#### Aim of the exercise:
Update everything from "Target: black tire" down to "xmin=298 ymin=514 xmax=351 ymax=551" in the material below, replacing "dog's tail" with "canine tail" and leaving the rest unchanged.

------ Given information ------

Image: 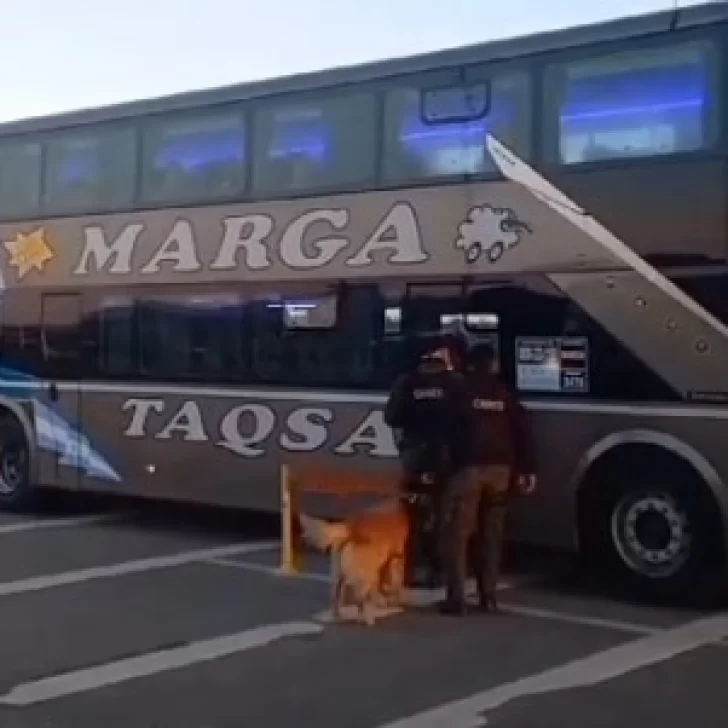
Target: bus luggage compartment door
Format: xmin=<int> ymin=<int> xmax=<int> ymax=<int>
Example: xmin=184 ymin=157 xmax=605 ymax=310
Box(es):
xmin=34 ymin=293 xmax=84 ymax=488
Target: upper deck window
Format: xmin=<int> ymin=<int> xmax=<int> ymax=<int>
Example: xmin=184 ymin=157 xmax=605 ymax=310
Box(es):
xmin=142 ymin=112 xmax=245 ymax=202
xmin=0 ymin=142 xmax=42 ymax=217
xmin=384 ymin=73 xmax=530 ymax=181
xmin=43 ymin=128 xmax=136 ymax=210
xmin=253 ymin=93 xmax=376 ymax=193
xmin=546 ymin=43 xmax=716 ymax=164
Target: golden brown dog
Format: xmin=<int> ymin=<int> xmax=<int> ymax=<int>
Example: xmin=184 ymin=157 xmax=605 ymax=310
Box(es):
xmin=299 ymin=504 xmax=410 ymax=625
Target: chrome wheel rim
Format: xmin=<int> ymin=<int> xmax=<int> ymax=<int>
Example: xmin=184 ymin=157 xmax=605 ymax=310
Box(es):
xmin=611 ymin=489 xmax=692 ymax=579
xmin=0 ymin=448 xmax=27 ymax=495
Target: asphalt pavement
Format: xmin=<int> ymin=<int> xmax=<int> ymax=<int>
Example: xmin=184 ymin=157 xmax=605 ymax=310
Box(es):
xmin=0 ymin=497 xmax=728 ymax=728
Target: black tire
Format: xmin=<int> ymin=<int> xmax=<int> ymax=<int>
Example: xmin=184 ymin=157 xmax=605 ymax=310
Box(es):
xmin=579 ymin=467 xmax=723 ymax=605
xmin=0 ymin=414 xmax=38 ymax=512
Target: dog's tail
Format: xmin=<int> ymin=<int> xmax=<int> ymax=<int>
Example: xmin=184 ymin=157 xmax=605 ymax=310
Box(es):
xmin=298 ymin=514 xmax=351 ymax=551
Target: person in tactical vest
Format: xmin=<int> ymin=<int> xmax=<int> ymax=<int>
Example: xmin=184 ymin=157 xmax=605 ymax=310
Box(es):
xmin=384 ymin=336 xmax=468 ymax=587
xmin=443 ymin=343 xmax=536 ymax=614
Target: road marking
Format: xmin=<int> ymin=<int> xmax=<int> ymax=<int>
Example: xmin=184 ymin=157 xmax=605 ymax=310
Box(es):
xmin=205 ymin=557 xmax=548 ymax=606
xmin=204 ymin=558 xmax=331 ymax=584
xmin=378 ymin=615 xmax=728 ymax=728
xmin=502 ymin=603 xmax=665 ymax=635
xmin=0 ymin=541 xmax=280 ymax=597
xmin=0 ymin=513 xmax=131 ymax=536
xmin=0 ymin=622 xmax=323 ymax=707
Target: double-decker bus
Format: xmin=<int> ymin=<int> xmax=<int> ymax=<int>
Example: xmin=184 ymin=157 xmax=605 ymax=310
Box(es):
xmin=0 ymin=5 xmax=728 ymax=593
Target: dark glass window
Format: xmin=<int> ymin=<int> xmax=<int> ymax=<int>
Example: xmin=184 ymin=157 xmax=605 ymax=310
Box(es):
xmin=43 ymin=129 xmax=136 ymax=210
xmin=253 ymin=93 xmax=376 ymax=193
xmin=98 ymin=296 xmax=137 ymax=377
xmin=137 ymin=294 xmax=249 ymax=381
xmin=142 ymin=112 xmax=245 ymax=202
xmin=669 ymin=268 xmax=728 ymax=326
xmin=383 ymin=73 xmax=531 ymax=181
xmin=545 ymin=43 xmax=717 ymax=164
xmin=40 ymin=293 xmax=81 ymax=379
xmin=0 ymin=142 xmax=42 ymax=217
xmin=250 ymin=293 xmax=342 ymax=385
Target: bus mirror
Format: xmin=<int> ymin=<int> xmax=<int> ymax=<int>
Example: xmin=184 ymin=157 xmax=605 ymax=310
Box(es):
xmin=420 ymin=82 xmax=490 ymax=125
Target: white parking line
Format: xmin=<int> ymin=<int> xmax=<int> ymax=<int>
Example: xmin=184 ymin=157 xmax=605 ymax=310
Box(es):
xmin=205 ymin=558 xmax=663 ymax=635
xmin=503 ymin=603 xmax=664 ymax=635
xmin=0 ymin=513 xmax=131 ymax=536
xmin=0 ymin=622 xmax=323 ymax=707
xmin=0 ymin=541 xmax=280 ymax=597
xmin=378 ymin=615 xmax=728 ymax=728
xmin=204 ymin=558 xmax=331 ymax=584
xmin=205 ymin=558 xmax=548 ymax=603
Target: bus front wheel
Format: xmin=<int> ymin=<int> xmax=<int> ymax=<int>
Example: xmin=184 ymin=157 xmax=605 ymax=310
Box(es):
xmin=0 ymin=414 xmax=36 ymax=511
xmin=579 ymin=460 xmax=723 ymax=602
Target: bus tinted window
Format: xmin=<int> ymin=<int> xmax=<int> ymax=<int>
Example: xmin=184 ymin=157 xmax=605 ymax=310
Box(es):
xmin=43 ymin=129 xmax=136 ymax=210
xmin=137 ymin=295 xmax=248 ymax=381
xmin=545 ymin=44 xmax=716 ymax=164
xmin=98 ymin=297 xmax=137 ymax=377
xmin=253 ymin=93 xmax=376 ymax=193
xmin=142 ymin=112 xmax=245 ymax=202
xmin=384 ymin=74 xmax=531 ymax=181
xmin=0 ymin=142 xmax=42 ymax=217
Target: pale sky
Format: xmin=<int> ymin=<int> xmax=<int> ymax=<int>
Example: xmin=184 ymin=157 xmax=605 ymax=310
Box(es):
xmin=0 ymin=0 xmax=712 ymax=121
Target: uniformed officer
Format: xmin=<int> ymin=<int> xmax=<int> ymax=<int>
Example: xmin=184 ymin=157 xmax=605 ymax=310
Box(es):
xmin=384 ymin=336 xmax=468 ymax=586
xmin=443 ymin=344 xmax=536 ymax=614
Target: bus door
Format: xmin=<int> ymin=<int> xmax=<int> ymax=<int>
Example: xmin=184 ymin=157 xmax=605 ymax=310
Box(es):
xmin=34 ymin=293 xmax=84 ymax=488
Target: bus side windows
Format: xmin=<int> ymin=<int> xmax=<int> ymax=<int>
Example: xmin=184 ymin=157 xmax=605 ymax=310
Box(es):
xmin=253 ymin=92 xmax=377 ymax=194
xmin=97 ymin=297 xmax=137 ymax=377
xmin=43 ymin=126 xmax=136 ymax=212
xmin=383 ymin=66 xmax=532 ymax=182
xmin=141 ymin=110 xmax=247 ymax=203
xmin=251 ymin=293 xmax=342 ymax=386
xmin=544 ymin=42 xmax=718 ymax=165
xmin=40 ymin=293 xmax=81 ymax=379
xmin=0 ymin=141 xmax=43 ymax=218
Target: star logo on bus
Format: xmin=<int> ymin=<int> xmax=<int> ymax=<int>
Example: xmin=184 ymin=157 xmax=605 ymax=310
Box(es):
xmin=3 ymin=227 xmax=53 ymax=279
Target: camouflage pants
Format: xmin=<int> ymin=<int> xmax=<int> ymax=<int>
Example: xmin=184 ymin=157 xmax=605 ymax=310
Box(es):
xmin=402 ymin=453 xmax=446 ymax=586
xmin=440 ymin=465 xmax=511 ymax=601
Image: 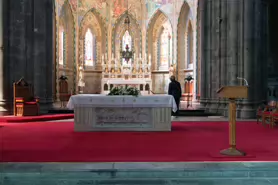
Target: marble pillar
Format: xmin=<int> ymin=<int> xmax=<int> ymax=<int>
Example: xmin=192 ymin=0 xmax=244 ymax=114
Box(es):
xmin=33 ymin=0 xmax=55 ymax=112
xmin=0 ymin=0 xmax=55 ymax=113
xmin=0 ymin=0 xmax=12 ymax=115
xmin=200 ymin=0 xmax=267 ymax=118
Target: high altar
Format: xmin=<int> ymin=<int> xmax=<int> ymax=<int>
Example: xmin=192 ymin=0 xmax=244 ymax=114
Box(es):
xmin=101 ymin=44 xmax=152 ymax=95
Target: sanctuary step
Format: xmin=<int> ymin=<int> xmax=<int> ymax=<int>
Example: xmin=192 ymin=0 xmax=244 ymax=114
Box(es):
xmin=0 ymin=162 xmax=278 ymax=185
xmin=48 ymin=108 xmax=74 ymax=114
xmin=178 ymin=109 xmax=222 ymax=117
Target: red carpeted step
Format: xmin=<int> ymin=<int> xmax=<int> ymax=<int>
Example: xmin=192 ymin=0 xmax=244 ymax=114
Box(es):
xmin=0 ymin=114 xmax=74 ymax=123
xmin=0 ymin=122 xmax=278 ymax=162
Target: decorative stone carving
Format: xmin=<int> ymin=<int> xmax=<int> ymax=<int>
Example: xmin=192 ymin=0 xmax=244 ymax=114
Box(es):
xmin=96 ymin=108 xmax=151 ymax=125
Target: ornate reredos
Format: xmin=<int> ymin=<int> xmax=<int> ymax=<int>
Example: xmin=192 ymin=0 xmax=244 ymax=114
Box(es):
xmin=80 ymin=10 xmax=102 ymax=40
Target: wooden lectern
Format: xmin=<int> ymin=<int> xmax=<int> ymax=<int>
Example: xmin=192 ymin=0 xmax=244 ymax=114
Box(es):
xmin=217 ymin=86 xmax=248 ymax=156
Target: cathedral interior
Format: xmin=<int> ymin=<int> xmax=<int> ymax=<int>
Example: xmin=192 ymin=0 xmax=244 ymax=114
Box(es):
xmin=0 ymin=0 xmax=278 ymax=118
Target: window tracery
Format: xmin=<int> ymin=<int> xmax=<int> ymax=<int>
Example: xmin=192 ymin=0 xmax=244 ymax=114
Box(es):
xmin=122 ymin=30 xmax=132 ymax=63
xmin=59 ymin=31 xmax=66 ymax=66
xmin=84 ymin=29 xmax=95 ymax=66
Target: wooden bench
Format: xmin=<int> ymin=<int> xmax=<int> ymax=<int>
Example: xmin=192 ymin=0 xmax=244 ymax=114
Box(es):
xmin=13 ymin=78 xmax=40 ymax=116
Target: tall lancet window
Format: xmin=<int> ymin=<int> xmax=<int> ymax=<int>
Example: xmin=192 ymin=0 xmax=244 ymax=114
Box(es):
xmin=84 ymin=29 xmax=95 ymax=66
xmin=122 ymin=30 xmax=132 ymax=63
xmin=159 ymin=28 xmax=171 ymax=69
xmin=59 ymin=31 xmax=65 ymax=66
xmin=187 ymin=24 xmax=193 ymax=68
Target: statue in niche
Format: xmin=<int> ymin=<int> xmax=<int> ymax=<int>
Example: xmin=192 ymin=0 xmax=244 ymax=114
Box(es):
xmin=132 ymin=67 xmax=137 ymax=74
xmin=169 ymin=64 xmax=176 ymax=76
xmin=103 ymin=67 xmax=108 ymax=73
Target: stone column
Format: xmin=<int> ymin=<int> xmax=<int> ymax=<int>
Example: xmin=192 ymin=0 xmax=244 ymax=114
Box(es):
xmin=0 ymin=0 xmax=12 ymax=116
xmin=33 ymin=0 xmax=55 ymax=112
xmin=200 ymin=0 xmax=267 ymax=118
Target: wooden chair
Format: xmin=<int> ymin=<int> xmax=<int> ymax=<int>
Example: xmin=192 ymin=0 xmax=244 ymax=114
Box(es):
xmin=13 ymin=78 xmax=40 ymax=116
xmin=269 ymin=107 xmax=278 ymax=128
xmin=262 ymin=105 xmax=278 ymax=128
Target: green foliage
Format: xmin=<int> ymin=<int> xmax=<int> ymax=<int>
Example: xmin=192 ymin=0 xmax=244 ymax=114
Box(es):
xmin=59 ymin=75 xmax=68 ymax=80
xmin=108 ymin=87 xmax=140 ymax=97
xmin=184 ymin=75 xmax=194 ymax=82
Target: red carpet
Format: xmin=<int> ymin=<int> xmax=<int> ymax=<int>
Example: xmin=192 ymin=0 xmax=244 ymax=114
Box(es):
xmin=0 ymin=114 xmax=74 ymax=124
xmin=0 ymin=122 xmax=278 ymax=162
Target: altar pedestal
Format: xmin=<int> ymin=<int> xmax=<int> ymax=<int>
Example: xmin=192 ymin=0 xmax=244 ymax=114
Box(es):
xmin=67 ymin=95 xmax=177 ymax=132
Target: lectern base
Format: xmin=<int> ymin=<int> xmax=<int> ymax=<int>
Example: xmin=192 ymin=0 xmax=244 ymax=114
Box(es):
xmin=220 ymin=148 xmax=246 ymax=156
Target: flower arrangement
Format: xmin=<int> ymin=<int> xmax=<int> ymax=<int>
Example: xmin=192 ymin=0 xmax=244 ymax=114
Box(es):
xmin=184 ymin=75 xmax=194 ymax=82
xmin=108 ymin=87 xmax=140 ymax=97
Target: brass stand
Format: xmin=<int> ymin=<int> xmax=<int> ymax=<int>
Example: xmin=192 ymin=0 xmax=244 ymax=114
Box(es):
xmin=220 ymin=98 xmax=246 ymax=156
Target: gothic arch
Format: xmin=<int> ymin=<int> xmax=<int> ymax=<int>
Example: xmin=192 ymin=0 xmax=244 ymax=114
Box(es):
xmin=79 ymin=9 xmax=106 ymax=68
xmin=112 ymin=11 xmax=142 ymax=58
xmin=56 ymin=1 xmax=75 ymax=94
xmin=177 ymin=2 xmax=196 ymax=93
xmin=146 ymin=9 xmax=173 ymax=70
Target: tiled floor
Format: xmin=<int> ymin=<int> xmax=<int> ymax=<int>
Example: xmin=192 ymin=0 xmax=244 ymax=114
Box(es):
xmin=0 ymin=162 xmax=278 ymax=185
xmin=51 ymin=116 xmax=256 ymax=122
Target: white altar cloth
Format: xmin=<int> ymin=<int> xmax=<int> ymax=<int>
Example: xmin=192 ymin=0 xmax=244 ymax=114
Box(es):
xmin=67 ymin=94 xmax=177 ymax=132
xmin=67 ymin=94 xmax=177 ymax=112
xmin=107 ymin=79 xmax=147 ymax=85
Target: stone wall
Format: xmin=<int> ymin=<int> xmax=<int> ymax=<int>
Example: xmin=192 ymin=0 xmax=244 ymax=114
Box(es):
xmin=1 ymin=0 xmax=54 ymax=113
xmin=199 ymin=0 xmax=267 ymax=118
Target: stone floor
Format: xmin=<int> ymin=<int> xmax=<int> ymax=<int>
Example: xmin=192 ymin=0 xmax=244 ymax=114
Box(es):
xmin=54 ymin=116 xmax=256 ymax=122
xmin=0 ymin=162 xmax=278 ymax=185
xmin=0 ymin=112 xmax=260 ymax=185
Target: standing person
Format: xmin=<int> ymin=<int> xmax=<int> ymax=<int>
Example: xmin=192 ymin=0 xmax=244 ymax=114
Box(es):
xmin=168 ymin=76 xmax=181 ymax=115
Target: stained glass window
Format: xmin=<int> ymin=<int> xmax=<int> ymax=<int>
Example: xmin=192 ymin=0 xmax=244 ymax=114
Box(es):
xmin=122 ymin=31 xmax=132 ymax=51
xmin=84 ymin=29 xmax=94 ymax=66
xmin=122 ymin=30 xmax=132 ymax=63
xmin=59 ymin=31 xmax=65 ymax=65
xmin=160 ymin=29 xmax=170 ymax=66
xmin=187 ymin=25 xmax=193 ymax=67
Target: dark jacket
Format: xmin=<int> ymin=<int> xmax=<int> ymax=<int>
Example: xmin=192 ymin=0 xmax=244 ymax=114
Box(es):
xmin=168 ymin=81 xmax=181 ymax=98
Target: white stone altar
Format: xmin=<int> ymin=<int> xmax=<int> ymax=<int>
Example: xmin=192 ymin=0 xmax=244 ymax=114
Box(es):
xmin=101 ymin=79 xmax=152 ymax=95
xmin=67 ymin=94 xmax=177 ymax=132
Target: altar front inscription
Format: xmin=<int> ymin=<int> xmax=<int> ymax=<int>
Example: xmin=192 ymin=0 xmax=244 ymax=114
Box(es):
xmin=95 ymin=107 xmax=151 ymax=126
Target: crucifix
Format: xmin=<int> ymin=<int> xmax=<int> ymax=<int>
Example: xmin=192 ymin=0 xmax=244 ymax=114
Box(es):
xmin=121 ymin=44 xmax=133 ymax=63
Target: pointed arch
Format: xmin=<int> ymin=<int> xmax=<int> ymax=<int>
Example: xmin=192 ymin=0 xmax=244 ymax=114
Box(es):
xmin=146 ymin=9 xmax=173 ymax=70
xmin=79 ymin=9 xmax=106 ymax=69
xmin=177 ymin=2 xmax=195 ymax=93
xmin=146 ymin=9 xmax=173 ymax=93
xmin=112 ymin=11 xmax=142 ymax=58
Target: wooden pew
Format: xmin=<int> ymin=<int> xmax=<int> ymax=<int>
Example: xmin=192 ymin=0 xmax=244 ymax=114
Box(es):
xmin=13 ymin=78 xmax=40 ymax=116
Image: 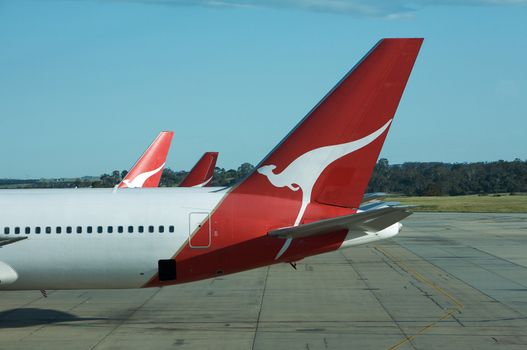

------

#### Answer to this task:
Target: black tire
Format: xmin=<int> ymin=<int> xmax=<int> ymax=<int>
Example: xmin=184 ymin=157 xmax=605 ymax=310
Box(es):
xmin=579 ymin=467 xmax=723 ymax=605
xmin=0 ymin=414 xmax=38 ymax=512
Target: canine tail
Format: xmin=<int> ymin=<int> xmax=<int> ymax=<int>
Example: xmin=184 ymin=157 xmax=605 ymax=310
Box(es):
xmin=298 ymin=514 xmax=351 ymax=551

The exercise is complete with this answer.